-- Exercise details --
Can all of these lines be returned exactly?

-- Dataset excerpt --
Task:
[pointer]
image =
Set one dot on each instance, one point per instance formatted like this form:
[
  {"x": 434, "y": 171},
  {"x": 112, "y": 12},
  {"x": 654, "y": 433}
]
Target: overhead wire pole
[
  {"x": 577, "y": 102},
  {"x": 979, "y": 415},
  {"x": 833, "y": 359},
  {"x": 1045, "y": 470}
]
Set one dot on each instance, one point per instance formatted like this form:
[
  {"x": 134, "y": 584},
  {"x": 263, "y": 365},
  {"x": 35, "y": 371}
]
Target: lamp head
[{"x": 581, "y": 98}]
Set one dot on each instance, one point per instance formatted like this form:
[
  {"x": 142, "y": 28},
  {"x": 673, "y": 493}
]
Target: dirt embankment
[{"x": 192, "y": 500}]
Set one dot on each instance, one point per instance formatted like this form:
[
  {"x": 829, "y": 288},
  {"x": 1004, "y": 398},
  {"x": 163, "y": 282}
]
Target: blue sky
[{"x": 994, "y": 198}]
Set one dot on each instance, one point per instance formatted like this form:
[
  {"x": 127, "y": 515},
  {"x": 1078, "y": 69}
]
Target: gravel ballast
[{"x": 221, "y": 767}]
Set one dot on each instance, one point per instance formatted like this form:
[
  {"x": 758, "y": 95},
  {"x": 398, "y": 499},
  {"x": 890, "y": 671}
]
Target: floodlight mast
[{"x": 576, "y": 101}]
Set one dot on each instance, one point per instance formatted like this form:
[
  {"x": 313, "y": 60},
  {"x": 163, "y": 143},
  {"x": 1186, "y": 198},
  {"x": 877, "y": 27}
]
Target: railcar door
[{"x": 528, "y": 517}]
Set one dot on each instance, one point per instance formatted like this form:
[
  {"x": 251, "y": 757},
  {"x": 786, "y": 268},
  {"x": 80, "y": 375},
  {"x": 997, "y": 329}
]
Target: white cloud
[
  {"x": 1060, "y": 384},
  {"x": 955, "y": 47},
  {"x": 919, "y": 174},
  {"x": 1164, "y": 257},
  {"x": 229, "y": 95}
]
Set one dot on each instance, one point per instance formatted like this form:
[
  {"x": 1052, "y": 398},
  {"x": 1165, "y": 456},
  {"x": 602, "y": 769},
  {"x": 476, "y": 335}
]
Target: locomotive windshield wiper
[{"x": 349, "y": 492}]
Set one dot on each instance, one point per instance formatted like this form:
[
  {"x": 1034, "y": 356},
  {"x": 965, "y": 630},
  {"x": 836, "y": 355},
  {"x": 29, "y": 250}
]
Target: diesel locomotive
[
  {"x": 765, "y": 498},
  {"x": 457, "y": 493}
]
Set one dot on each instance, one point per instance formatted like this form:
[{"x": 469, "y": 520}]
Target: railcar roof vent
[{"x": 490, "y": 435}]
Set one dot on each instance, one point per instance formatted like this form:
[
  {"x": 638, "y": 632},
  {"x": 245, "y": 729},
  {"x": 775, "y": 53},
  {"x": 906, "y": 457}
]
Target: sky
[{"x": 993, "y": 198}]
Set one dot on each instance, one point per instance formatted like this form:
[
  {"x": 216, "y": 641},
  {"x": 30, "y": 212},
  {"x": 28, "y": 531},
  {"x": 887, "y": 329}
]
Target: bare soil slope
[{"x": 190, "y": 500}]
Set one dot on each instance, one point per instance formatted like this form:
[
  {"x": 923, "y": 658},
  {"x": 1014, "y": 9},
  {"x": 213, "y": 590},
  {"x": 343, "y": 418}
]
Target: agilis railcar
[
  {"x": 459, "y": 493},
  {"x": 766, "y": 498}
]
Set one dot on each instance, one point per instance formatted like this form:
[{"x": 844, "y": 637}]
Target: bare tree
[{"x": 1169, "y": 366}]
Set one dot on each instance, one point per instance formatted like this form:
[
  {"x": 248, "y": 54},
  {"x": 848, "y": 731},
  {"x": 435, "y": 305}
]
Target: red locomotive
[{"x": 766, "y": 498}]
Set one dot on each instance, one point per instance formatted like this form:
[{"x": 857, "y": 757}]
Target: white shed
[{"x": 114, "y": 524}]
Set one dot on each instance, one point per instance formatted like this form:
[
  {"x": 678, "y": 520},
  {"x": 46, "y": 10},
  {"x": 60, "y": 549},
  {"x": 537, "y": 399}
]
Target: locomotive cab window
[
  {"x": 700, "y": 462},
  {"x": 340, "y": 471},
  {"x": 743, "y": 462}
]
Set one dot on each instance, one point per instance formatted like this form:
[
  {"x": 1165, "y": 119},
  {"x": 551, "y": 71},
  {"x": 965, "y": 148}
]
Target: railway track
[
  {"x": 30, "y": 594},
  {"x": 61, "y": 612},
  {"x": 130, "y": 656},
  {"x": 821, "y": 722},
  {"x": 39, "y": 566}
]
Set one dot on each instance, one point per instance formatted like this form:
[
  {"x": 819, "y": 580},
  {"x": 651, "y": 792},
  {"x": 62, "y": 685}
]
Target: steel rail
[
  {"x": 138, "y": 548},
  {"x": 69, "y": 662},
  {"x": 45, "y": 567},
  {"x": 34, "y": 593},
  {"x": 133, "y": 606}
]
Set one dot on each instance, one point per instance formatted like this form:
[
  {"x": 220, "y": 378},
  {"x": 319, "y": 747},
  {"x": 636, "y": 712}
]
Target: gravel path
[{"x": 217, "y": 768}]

-- Written response --
Task:
[pointer]
image =
Set one dot on each instance, one point per instance formatted like this form:
[
  {"x": 434, "y": 171},
  {"x": 112, "y": 12},
  {"x": 654, "y": 433}
]
Target: overhead wire pole
[
  {"x": 577, "y": 102},
  {"x": 979, "y": 415},
  {"x": 833, "y": 359},
  {"x": 1045, "y": 470}
]
Set one dot on each instance, one point per instance formatted like this form:
[
  {"x": 134, "y": 584},
  {"x": 263, "y": 365},
  {"x": 35, "y": 371}
]
Target: lamp head
[{"x": 581, "y": 98}]
Set one dot on each instance, one point per instance formatted like this form:
[
  {"x": 142, "y": 28},
  {"x": 673, "y": 493}
]
Target: dirt embankment
[{"x": 192, "y": 500}]
Set one dot on each instance, one point per instance formatted like this form:
[
  {"x": 829, "y": 288},
  {"x": 1004, "y": 398},
  {"x": 163, "y": 282}
]
Target: blue sky
[{"x": 994, "y": 198}]
Set one dot on each instance, one point per instance formatted like this form:
[
  {"x": 127, "y": 515},
  {"x": 1078, "y": 69}
]
Target: gravel ballast
[{"x": 221, "y": 767}]
Set one dot on each instance, one point per instance formatted like this form:
[
  {"x": 758, "y": 95},
  {"x": 398, "y": 499},
  {"x": 890, "y": 671}
]
Target: floodlight mast
[{"x": 576, "y": 101}]
Set one dot on each instance, one point per instance formatted like this form:
[
  {"x": 313, "y": 60},
  {"x": 163, "y": 143},
  {"x": 1186, "y": 198},
  {"x": 877, "y": 27}
]
Target: railcar door
[{"x": 528, "y": 517}]
Set one dot on each instance, one point per instance formatted like this form:
[
  {"x": 251, "y": 757},
  {"x": 786, "y": 268},
  {"x": 80, "y": 375},
  {"x": 997, "y": 329}
]
Target: white cloud
[
  {"x": 1060, "y": 384},
  {"x": 955, "y": 47},
  {"x": 919, "y": 174},
  {"x": 1164, "y": 257},
  {"x": 229, "y": 95}
]
Set one dot on each instance, one point per instance formatted like this form:
[
  {"x": 1052, "y": 398},
  {"x": 1165, "y": 456},
  {"x": 602, "y": 769},
  {"x": 476, "y": 335}
]
Target: locomotive windshield wiper
[{"x": 349, "y": 492}]
Set one dot on each instance, one point per instance formatted like this form:
[
  {"x": 1034, "y": 356},
  {"x": 965, "y": 630},
  {"x": 836, "y": 355},
  {"x": 29, "y": 250}
]
Target: diesel locomotive
[
  {"x": 765, "y": 498},
  {"x": 457, "y": 493}
]
Set one dot on each instance, one point per instance formatted like this form:
[{"x": 469, "y": 520}]
Target: railcar roof vent
[{"x": 490, "y": 435}]
Set one dot on each instance, one point per instance formatted like this form:
[
  {"x": 638, "y": 632},
  {"x": 245, "y": 729},
  {"x": 775, "y": 53},
  {"x": 906, "y": 457}
]
Target: sky
[{"x": 993, "y": 198}]
Set one dot on each instance, one point per instance formatted like this form:
[
  {"x": 216, "y": 641},
  {"x": 30, "y": 212},
  {"x": 28, "y": 531},
  {"x": 887, "y": 329}
]
Target: bare soil slope
[{"x": 190, "y": 500}]
Set one dot on each instance, one point per instance formatted like this form:
[
  {"x": 923, "y": 658},
  {"x": 1014, "y": 9},
  {"x": 213, "y": 590},
  {"x": 343, "y": 418}
]
Target: agilis railcar
[
  {"x": 459, "y": 493},
  {"x": 766, "y": 498}
]
Set one dot on each instance, one point per instance formatted like this form:
[{"x": 844, "y": 637}]
Target: bare tree
[{"x": 1169, "y": 366}]
Set one dot on each instance, one point per instance formatted like this form:
[
  {"x": 248, "y": 54},
  {"x": 848, "y": 731},
  {"x": 435, "y": 305}
]
Target: red locomotive
[{"x": 766, "y": 498}]
Set one dot on each instance, one point per instance formatted like this form:
[{"x": 857, "y": 757}]
Target: white shed
[{"x": 114, "y": 524}]
Set one dot on each instance, one point per instance formatted like this form:
[
  {"x": 678, "y": 520},
  {"x": 46, "y": 10},
  {"x": 60, "y": 549},
  {"x": 537, "y": 399}
]
Target: locomotive cab window
[
  {"x": 700, "y": 462},
  {"x": 340, "y": 471},
  {"x": 743, "y": 462}
]
Set one dot on each instance, one point per instance formatted like this form:
[
  {"x": 1165, "y": 119},
  {"x": 551, "y": 71},
  {"x": 965, "y": 148}
]
Target: railway track
[
  {"x": 30, "y": 594},
  {"x": 61, "y": 612},
  {"x": 130, "y": 656},
  {"x": 821, "y": 722},
  {"x": 39, "y": 566}
]
Set one dot on each instance, one point per instance formatted like this form:
[
  {"x": 819, "y": 580},
  {"x": 651, "y": 792},
  {"x": 62, "y": 685}
]
Target: steel rail
[
  {"x": 138, "y": 548},
  {"x": 69, "y": 662},
  {"x": 45, "y": 567},
  {"x": 34, "y": 593},
  {"x": 133, "y": 606}
]
Set one dot on each instance, one point per instance formatted like this form:
[
  {"x": 220, "y": 378},
  {"x": 319, "y": 747},
  {"x": 636, "y": 712}
]
Target: gravel path
[{"x": 217, "y": 768}]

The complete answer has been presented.